TASK DATA:

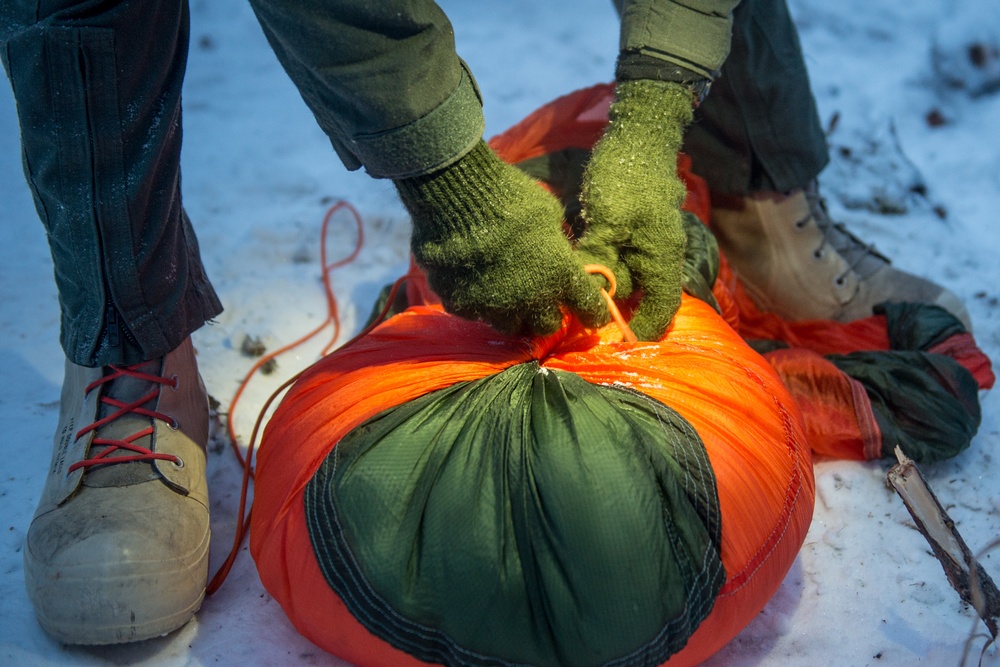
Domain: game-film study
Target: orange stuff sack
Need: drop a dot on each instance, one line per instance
(351, 567)
(438, 493)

WHAT IS NEEDED: What is needed is a word-for-word copy of the data above, free of any images.

ANSWER SECTION:
Domain: game-film study
Target: orange stuff sack
Need: drop a dot on each instance, one line per instance
(351, 567)
(438, 493)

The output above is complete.